Given instruction 1
In the beech tree text, repeat the passage from "by David Turell" up to and including "reproduce. But how?" word for word.

Page text
— begin —

Explaining natural wonders: trees work in unison (Animals)

by David Turell @, Wednesday, June 19, 2024, 18:36 (156 days ago) @ dhw

Controlled by responses to the sun:

https://www.quantamagazine.org/across-a-continent-trees-sync-their-fruiting-to-the-sun-...

"Each summer, like clockwork, millions of beech trees throughout Europe sync up, tuning their reproductive physiology to one another. Within a matter of days, the trees produce all the seeds they’ll make for the year, then release their fruit onto the forest floor to create a new generation and feed the surrounding ecosystem.

"It’s a reproductive spectacle known as masting that’s common to many tree species, but European beeches are unique in their ability to synchronize this behavior on a continental scale. From England to Sweden to Italy — across multiple seas, time zones and climates — somehow these trees “know” when to reproduce. But how?

A group of ecologists has now identified the distinctive cue — what they call the “celestial starting gun” — that, along with balmy weather, triggers the phenomenon. Their analysis of over 60 years’ worth of seeding data suggests that European beech trees time their masting to the summer solstice and peak daylight.

— end —

Given instruction 2
Reproduce the records exactly, from their first line up to and including the line with "Task: locate player's", and give only those lines.

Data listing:
— begin —

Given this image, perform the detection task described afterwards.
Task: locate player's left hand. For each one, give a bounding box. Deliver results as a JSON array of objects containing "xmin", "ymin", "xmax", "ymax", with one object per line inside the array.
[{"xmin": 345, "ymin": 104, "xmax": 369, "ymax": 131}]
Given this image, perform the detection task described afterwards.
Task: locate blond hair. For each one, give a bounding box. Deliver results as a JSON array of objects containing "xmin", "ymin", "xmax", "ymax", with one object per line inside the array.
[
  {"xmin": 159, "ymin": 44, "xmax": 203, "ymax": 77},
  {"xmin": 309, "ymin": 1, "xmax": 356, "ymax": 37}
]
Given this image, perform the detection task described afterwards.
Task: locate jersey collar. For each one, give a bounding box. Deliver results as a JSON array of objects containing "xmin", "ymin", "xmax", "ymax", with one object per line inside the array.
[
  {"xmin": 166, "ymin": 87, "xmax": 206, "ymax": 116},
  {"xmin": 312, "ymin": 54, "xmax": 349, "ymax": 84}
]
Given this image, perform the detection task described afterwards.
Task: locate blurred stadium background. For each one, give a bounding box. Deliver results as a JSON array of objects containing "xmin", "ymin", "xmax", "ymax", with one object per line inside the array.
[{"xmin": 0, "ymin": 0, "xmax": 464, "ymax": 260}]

— end —

Final answer 1
by David Turell @, Wednesday, June 19, 2024, 18:36 (156 days ago) @ dhw

Controlled by responses to the sun:

https://www.quantamagazine.org/across-a-continent-trees-sync-their-fruiting-to-the-sun-...

"Each summer, like clockwork, millions of beech trees throughout Europe sync up, tuning their reproductive physiology to one another. Within a matter of days, the trees produce all the seeds they’ll make for the year, then release their fruit onto the forest floor to create a new generation and feed the surrounding ecosystem.

"It’s a reproductive spectacle known as masting that’s common to many tree species, but European beeches are unique in their ability to synchronize this behavior on a continental scale. From England to Sweden to Italy — across multiple seas, time zones and climates — somehow these trees “know” when to reproduce. But how?

Final answer 2
Given this image, perform the detection task described afterwards.
Task: locate player's left hand. For each one, give a bounding box. Deliver results as a JSON array of objects containing "xmin", "ymin", "xmax", "ymax", with one object per line inside the array.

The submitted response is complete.